EXERCISE PROMPT
Tally the lines in the listing below that include "rifle". Answer with the count and nothing more.

********

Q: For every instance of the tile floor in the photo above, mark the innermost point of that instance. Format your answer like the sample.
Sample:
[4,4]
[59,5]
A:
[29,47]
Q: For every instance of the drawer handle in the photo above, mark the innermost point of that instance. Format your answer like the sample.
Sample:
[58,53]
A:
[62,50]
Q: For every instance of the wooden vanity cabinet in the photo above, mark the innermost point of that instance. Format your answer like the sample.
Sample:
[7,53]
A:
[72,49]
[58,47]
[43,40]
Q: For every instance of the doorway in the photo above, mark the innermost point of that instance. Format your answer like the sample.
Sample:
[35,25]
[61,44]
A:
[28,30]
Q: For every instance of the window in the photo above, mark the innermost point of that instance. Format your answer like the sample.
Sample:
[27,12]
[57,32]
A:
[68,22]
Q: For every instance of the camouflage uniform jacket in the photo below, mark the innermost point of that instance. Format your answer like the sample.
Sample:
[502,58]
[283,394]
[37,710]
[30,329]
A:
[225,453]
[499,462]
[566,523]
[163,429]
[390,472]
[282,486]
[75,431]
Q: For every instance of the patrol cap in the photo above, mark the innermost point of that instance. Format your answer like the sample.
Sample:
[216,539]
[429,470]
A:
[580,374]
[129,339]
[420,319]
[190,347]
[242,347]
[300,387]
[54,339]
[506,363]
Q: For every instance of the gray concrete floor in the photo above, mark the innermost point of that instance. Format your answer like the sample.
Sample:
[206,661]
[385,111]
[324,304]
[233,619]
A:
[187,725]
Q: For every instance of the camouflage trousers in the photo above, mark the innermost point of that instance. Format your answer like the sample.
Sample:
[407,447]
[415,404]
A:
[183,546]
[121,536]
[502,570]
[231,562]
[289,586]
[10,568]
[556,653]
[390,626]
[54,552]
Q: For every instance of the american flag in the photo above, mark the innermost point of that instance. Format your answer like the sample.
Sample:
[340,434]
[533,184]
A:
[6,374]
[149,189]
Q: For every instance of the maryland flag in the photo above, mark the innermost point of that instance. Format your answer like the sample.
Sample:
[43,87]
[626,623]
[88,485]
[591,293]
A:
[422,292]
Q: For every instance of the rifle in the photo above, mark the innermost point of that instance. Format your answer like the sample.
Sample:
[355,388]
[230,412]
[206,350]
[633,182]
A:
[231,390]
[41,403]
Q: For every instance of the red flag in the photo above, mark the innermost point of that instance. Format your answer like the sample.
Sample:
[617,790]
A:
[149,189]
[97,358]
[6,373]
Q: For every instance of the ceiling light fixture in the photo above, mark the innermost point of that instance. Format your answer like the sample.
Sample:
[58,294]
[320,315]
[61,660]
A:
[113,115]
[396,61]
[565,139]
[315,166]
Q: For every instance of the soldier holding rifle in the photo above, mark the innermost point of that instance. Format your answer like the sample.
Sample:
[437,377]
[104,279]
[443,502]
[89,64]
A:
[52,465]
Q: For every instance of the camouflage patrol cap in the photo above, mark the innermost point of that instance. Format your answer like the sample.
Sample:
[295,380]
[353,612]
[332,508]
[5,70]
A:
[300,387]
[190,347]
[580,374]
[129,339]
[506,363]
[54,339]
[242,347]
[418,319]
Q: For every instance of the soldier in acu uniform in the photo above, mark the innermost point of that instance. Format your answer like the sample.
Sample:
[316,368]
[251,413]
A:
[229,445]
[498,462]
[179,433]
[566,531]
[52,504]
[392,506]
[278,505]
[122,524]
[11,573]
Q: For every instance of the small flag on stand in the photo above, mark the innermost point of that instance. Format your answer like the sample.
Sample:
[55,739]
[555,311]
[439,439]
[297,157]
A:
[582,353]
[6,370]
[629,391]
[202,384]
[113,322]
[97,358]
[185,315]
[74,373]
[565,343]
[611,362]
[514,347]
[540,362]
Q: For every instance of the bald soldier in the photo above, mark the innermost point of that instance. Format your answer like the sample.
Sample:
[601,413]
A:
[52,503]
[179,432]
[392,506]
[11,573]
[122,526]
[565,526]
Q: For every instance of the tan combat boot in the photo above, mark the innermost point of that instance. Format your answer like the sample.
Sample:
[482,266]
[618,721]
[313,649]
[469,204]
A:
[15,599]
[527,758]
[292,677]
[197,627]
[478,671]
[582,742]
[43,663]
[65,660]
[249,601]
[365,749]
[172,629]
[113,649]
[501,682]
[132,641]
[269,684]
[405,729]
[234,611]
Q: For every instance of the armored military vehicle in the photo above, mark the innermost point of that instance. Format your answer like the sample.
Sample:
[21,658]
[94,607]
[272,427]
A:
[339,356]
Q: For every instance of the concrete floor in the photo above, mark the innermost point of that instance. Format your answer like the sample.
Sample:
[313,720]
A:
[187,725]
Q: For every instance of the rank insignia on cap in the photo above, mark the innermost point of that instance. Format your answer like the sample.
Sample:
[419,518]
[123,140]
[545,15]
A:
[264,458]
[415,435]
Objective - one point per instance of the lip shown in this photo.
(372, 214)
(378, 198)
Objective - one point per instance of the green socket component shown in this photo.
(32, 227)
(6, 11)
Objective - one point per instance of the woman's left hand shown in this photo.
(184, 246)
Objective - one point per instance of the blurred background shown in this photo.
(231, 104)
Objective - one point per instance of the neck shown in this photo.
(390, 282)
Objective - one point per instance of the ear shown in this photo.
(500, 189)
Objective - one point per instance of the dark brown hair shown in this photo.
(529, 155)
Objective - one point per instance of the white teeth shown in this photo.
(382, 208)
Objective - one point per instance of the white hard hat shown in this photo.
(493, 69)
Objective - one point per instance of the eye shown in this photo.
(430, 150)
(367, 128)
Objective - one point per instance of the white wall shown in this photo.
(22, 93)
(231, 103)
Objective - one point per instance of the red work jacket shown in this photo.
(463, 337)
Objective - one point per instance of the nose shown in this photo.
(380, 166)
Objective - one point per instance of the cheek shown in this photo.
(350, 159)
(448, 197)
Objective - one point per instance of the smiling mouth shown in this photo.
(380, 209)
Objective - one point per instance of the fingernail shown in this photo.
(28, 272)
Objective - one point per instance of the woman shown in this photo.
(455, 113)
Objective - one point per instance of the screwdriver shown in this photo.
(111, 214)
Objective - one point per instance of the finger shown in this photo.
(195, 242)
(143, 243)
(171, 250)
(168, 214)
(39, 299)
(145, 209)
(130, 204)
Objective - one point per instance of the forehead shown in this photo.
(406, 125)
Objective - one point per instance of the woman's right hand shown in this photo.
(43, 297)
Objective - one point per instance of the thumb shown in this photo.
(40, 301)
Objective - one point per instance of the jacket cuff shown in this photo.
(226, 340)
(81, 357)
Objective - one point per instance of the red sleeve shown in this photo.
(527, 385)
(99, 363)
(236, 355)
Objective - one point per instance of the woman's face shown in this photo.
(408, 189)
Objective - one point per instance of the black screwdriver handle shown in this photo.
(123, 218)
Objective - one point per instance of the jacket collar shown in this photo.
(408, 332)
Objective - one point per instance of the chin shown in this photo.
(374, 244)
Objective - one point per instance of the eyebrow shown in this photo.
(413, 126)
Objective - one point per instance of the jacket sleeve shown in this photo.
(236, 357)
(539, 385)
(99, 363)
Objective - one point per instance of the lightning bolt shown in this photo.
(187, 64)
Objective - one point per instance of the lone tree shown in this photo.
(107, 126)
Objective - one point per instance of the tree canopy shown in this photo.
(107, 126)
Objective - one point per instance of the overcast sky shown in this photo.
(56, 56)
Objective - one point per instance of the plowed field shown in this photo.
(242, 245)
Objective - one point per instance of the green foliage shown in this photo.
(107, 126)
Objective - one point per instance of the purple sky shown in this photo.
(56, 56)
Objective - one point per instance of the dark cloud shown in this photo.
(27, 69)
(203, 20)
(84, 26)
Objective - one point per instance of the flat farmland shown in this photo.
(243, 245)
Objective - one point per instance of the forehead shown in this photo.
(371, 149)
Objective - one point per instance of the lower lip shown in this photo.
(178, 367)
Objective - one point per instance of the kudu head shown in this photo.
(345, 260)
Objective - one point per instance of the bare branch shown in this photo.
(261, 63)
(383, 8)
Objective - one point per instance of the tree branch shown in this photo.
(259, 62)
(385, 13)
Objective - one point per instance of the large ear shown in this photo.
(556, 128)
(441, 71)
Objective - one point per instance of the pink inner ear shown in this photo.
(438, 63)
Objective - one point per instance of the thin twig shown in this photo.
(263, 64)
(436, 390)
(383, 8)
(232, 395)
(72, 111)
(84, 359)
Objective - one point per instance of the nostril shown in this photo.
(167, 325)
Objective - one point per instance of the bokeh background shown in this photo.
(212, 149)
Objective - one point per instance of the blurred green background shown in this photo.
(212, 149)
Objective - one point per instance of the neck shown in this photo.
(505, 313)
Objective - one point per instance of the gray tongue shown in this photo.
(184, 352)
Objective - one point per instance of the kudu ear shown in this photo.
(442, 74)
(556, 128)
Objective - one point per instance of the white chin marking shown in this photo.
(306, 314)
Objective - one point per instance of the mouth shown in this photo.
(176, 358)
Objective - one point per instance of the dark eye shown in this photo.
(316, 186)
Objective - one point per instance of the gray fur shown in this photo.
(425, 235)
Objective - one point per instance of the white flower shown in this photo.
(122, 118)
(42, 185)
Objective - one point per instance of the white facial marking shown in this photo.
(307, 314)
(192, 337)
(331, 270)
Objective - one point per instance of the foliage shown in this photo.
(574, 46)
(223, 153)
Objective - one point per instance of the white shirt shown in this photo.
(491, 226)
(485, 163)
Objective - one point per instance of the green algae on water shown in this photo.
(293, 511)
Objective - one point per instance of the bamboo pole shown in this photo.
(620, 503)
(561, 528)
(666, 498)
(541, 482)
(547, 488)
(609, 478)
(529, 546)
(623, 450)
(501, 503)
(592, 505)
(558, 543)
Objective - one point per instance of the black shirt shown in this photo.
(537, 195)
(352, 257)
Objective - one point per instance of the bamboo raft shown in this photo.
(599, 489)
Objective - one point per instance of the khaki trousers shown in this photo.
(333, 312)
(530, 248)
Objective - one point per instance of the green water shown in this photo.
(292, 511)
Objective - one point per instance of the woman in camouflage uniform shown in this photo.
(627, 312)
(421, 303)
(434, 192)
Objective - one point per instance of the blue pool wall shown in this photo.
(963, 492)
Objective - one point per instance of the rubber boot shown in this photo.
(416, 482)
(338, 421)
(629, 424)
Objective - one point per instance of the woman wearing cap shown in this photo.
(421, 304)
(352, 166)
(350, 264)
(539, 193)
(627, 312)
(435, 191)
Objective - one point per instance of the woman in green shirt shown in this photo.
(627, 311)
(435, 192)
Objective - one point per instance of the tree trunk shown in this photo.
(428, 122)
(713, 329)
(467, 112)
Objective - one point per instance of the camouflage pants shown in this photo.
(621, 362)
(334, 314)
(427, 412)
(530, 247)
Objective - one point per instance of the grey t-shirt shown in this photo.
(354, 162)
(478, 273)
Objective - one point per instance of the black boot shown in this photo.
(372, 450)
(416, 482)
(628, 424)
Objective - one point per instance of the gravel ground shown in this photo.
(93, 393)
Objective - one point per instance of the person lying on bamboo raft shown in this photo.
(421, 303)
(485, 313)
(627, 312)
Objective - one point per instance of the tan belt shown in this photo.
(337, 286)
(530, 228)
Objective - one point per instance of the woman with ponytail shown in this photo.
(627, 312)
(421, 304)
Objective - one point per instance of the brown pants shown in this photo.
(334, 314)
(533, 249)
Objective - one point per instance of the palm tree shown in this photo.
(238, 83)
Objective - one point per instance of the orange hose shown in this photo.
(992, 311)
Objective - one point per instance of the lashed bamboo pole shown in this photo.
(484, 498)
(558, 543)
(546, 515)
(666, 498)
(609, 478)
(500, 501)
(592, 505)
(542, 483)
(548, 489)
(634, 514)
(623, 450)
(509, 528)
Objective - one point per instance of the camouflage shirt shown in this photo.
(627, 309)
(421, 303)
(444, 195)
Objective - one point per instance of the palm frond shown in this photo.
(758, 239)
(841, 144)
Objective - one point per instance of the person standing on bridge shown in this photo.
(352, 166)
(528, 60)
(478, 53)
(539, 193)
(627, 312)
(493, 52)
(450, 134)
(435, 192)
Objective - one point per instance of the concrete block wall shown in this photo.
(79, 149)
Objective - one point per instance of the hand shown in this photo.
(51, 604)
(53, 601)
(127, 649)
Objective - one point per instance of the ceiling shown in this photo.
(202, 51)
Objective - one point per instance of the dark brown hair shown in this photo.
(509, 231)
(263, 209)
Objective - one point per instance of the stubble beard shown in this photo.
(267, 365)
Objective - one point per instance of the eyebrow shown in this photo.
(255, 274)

********

REPLY
2